-- Record excerpts follows --

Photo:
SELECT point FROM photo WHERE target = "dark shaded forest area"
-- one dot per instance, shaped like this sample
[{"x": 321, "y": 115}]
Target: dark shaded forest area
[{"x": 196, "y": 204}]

-- Record excerpts concluded --

* **About this task**
Each record, exactly as written, is to be printed again.

* **Exercise output**
Photo:
SELECT point FROM photo WHERE target = "dark shaded forest area"
-- one dot per instance, shaped like this sample
[{"x": 321, "y": 115}]
Target: dark shaded forest area
[{"x": 196, "y": 204}]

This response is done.